■ **Source information**:
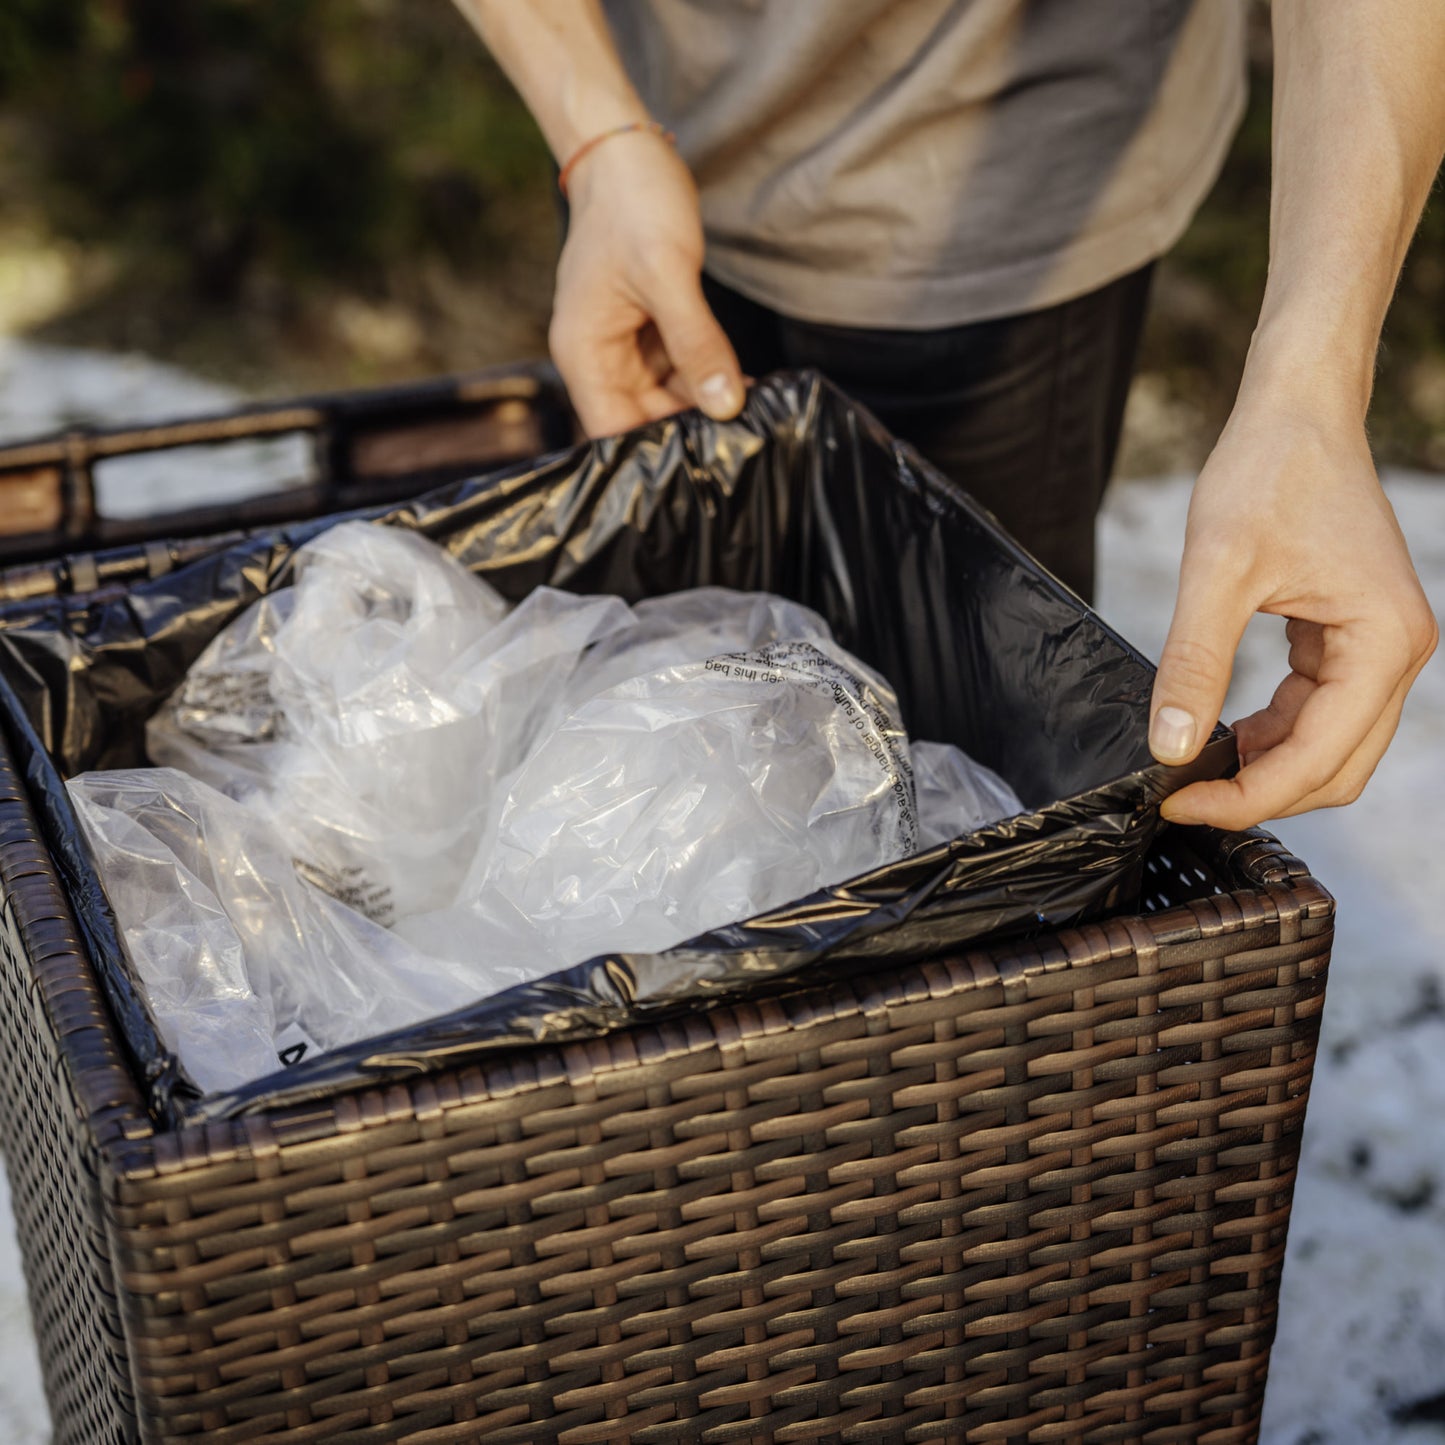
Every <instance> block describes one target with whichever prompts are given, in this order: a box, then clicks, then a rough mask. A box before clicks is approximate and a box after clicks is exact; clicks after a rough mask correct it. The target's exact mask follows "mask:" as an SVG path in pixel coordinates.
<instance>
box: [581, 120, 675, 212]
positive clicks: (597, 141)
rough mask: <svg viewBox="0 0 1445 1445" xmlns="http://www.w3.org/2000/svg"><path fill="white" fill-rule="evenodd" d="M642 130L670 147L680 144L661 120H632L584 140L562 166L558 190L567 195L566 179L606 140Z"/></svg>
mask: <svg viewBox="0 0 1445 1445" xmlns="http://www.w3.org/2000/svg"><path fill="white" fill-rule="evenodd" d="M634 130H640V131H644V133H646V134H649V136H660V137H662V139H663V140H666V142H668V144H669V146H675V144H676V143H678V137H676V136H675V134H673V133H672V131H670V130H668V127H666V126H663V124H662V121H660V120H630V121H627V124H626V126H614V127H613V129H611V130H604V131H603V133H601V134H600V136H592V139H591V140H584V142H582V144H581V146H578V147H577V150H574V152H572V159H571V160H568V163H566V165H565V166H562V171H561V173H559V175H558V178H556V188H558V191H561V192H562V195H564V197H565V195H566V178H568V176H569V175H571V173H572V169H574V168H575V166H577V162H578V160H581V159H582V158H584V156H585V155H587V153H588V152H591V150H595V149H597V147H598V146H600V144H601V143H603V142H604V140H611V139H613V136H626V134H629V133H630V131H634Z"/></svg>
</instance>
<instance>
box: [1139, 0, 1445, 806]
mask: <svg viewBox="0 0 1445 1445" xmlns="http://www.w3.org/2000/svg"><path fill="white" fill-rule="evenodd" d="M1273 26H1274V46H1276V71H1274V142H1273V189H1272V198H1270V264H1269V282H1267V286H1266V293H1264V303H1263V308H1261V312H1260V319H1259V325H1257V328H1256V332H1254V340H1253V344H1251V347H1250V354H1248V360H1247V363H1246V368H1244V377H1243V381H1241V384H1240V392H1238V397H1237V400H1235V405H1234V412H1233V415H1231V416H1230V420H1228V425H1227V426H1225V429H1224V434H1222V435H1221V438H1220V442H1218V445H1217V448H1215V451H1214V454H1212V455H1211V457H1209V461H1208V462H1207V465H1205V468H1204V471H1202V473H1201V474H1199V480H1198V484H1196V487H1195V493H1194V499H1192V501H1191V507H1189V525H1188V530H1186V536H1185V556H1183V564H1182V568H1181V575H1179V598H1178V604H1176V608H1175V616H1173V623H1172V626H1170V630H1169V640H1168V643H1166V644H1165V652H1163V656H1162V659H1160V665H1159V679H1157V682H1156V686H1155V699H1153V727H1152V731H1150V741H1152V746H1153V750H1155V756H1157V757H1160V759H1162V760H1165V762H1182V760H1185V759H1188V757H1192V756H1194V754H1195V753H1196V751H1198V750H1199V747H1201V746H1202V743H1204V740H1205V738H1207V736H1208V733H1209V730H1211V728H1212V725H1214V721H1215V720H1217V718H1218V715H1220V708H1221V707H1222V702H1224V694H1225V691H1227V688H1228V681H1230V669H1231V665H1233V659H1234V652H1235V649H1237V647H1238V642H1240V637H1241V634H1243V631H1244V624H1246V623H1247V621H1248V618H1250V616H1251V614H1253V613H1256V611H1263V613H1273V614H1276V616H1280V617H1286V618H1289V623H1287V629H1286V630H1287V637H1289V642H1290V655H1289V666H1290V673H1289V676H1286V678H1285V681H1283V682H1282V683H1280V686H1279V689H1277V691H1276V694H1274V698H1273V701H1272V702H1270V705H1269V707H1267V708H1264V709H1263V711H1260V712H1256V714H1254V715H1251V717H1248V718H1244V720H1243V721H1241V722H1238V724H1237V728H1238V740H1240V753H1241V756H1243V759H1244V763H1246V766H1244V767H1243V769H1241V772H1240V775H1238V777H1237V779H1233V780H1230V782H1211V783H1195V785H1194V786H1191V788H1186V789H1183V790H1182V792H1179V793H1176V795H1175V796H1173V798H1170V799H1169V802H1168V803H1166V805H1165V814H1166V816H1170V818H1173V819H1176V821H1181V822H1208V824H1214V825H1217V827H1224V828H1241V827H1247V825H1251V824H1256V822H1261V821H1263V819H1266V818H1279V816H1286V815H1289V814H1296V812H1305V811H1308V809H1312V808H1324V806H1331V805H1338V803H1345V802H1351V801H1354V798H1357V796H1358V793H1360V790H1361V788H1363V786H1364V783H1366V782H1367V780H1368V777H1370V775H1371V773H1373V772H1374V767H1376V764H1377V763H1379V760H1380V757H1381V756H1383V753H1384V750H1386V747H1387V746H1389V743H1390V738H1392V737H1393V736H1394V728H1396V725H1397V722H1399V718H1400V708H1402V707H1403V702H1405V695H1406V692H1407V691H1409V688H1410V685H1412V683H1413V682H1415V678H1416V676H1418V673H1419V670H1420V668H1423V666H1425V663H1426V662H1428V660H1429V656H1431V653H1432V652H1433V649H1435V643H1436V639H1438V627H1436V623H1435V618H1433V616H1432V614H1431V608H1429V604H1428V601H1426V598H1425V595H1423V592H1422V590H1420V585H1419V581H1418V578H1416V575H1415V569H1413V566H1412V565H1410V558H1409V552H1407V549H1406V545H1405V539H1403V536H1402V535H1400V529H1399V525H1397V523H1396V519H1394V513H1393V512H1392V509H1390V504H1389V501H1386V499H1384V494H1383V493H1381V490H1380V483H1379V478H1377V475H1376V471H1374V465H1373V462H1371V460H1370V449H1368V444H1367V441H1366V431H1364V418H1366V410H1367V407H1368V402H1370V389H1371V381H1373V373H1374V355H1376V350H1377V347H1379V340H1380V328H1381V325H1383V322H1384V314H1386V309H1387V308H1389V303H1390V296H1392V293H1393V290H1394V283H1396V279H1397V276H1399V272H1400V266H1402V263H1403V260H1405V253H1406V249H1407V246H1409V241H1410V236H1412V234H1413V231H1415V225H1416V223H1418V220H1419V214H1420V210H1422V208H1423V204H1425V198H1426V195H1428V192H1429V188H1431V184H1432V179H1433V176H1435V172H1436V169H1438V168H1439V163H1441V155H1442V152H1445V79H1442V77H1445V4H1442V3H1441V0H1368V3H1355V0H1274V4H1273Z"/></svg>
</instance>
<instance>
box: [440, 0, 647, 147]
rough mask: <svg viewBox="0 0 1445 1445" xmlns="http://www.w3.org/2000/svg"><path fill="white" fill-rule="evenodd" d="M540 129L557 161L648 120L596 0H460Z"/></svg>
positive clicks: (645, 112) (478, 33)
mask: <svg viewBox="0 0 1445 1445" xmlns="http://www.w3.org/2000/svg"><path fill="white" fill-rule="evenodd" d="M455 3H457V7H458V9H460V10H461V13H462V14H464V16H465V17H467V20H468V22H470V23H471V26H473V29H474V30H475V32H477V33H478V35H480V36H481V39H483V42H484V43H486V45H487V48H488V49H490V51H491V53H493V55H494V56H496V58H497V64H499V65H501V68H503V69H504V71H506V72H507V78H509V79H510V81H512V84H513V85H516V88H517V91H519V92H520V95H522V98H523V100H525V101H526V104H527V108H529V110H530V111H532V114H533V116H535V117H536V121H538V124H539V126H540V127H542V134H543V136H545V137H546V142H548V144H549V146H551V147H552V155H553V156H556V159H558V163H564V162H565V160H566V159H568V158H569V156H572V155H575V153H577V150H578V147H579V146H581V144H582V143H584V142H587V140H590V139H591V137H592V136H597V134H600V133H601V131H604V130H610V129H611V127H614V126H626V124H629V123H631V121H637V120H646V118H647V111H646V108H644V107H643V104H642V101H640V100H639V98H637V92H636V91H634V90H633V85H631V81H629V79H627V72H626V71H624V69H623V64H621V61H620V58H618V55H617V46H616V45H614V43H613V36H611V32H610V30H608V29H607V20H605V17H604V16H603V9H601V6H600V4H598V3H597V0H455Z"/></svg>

■ **What to do**: Copy the records above exactly, starting at the line that contains "129L557 161L648 120L596" and ending at the last line, and leave out all earlier lines.

■ **Exercise result**:
rough mask: <svg viewBox="0 0 1445 1445" xmlns="http://www.w3.org/2000/svg"><path fill="white" fill-rule="evenodd" d="M540 129L557 161L648 120L596 0H460Z"/></svg>
positive clicks: (645, 112) (478, 33)
mask: <svg viewBox="0 0 1445 1445" xmlns="http://www.w3.org/2000/svg"><path fill="white" fill-rule="evenodd" d="M455 3H457V7H458V9H460V10H461V13H462V14H464V16H465V17H467V20H468V22H470V23H471V26H473V29H474V30H475V32H477V33H478V35H480V36H481V39H483V42H484V43H486V45H487V48H488V49H490V51H491V53H493V55H494V56H496V58H497V64H499V65H501V68H503V69H504V71H506V72H507V78H509V79H510V81H512V84H513V85H516V88H517V91H519V92H520V95H522V98H523V100H525V101H526V104H527V108H529V110H530V111H532V114H533V116H535V117H536V121H538V124H539V126H540V127H542V134H543V136H545V137H546V142H548V144H549V146H551V147H552V155H553V156H556V159H558V163H564V162H565V160H566V159H568V158H569V156H572V155H575V153H577V150H578V147H579V146H581V144H582V143H584V142H587V140H590V139H591V137H592V136H597V134H600V133H601V131H604V130H610V129H611V127H614V126H626V124H629V123H631V121H637V120H646V118H647V111H646V108H644V107H643V104H642V101H640V100H639V98H637V92H636V91H634V90H633V85H631V81H629V79H627V72H626V71H624V69H623V64H621V61H620V58H618V55H617V46H616V45H614V43H613V36H611V32H610V30H608V29H607V20H605V17H604V16H603V9H601V6H600V4H598V3H597V0H455Z"/></svg>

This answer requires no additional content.